Report every line of the records that includes the word "Trace".

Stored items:
________
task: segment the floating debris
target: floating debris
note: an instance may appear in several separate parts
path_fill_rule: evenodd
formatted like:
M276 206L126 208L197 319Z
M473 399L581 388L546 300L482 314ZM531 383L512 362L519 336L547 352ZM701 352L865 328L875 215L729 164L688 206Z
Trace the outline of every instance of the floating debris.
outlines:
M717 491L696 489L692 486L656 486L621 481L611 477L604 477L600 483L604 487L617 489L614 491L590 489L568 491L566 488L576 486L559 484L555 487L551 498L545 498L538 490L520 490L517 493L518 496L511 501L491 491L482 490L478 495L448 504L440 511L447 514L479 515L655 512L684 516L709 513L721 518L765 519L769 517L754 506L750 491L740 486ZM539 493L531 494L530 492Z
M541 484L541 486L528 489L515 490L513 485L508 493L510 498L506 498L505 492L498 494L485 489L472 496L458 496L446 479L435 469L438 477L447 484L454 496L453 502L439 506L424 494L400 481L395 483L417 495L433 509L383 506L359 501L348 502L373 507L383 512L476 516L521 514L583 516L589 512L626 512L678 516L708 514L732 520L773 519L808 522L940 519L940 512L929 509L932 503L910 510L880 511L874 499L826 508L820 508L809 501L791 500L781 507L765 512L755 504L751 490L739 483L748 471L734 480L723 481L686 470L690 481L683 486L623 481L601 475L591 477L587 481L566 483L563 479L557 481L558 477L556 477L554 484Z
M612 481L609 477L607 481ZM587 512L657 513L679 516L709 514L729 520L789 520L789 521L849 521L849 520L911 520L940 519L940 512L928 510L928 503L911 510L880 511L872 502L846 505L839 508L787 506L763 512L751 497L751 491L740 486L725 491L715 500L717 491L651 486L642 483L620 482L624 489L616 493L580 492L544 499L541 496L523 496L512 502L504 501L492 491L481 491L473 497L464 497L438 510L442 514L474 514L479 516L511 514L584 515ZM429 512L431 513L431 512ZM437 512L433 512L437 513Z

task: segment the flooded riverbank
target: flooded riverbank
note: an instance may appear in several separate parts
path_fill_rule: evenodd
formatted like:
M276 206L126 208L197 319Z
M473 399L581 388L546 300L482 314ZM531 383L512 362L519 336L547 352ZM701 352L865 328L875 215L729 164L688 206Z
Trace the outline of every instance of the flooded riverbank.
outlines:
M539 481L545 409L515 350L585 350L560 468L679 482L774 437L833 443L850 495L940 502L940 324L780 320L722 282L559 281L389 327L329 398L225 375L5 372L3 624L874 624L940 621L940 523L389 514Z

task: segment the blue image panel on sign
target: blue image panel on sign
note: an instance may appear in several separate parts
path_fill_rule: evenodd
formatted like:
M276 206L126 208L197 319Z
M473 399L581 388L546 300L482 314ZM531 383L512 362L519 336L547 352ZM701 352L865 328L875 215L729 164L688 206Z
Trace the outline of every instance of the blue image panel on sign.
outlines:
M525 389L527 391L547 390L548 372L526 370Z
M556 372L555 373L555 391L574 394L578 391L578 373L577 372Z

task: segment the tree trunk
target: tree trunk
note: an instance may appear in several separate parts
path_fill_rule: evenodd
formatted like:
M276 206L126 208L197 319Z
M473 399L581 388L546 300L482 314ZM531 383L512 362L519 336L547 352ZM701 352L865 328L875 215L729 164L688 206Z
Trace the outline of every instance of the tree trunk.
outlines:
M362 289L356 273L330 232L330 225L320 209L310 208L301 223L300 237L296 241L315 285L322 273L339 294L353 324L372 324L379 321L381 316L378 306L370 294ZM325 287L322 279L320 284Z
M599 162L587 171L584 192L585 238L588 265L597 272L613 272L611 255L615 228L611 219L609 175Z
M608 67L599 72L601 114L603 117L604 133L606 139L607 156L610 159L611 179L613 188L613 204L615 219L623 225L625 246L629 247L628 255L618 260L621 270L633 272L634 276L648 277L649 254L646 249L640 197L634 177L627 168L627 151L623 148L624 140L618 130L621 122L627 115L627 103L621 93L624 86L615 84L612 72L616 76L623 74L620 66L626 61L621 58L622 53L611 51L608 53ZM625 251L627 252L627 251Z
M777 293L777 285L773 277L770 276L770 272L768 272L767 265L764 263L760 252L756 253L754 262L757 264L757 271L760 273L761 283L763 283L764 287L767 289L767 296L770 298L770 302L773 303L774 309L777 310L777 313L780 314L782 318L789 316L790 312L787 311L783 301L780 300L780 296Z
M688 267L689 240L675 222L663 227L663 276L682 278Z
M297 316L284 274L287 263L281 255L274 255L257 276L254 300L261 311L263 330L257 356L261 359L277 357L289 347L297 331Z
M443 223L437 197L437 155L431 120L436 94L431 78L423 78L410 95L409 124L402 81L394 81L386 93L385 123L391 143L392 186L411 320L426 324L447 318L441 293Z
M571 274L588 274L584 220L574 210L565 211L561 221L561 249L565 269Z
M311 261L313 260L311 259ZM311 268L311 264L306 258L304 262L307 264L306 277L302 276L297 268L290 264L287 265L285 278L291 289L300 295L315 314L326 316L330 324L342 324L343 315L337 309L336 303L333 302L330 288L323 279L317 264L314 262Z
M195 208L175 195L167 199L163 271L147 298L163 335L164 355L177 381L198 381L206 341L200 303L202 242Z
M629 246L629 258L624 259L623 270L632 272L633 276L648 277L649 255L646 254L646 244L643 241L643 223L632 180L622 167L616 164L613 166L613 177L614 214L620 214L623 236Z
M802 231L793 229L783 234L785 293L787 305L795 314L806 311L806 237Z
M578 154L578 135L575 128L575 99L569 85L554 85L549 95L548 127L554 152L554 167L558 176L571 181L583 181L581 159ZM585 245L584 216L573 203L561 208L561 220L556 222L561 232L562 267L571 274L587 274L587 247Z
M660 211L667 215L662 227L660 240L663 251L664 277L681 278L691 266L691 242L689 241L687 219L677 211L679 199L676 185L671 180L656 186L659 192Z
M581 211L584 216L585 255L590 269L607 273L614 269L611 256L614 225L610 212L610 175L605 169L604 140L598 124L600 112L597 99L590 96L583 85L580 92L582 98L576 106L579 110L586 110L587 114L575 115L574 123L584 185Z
________
* **Completed task**:
Trace the outline of every instance of the floating debris.
Trace the outline of every instance of the flooded riverbank.
Trace the outline of every instance of the blue image panel on sign.
Trace the outline of every instance of the tree trunk.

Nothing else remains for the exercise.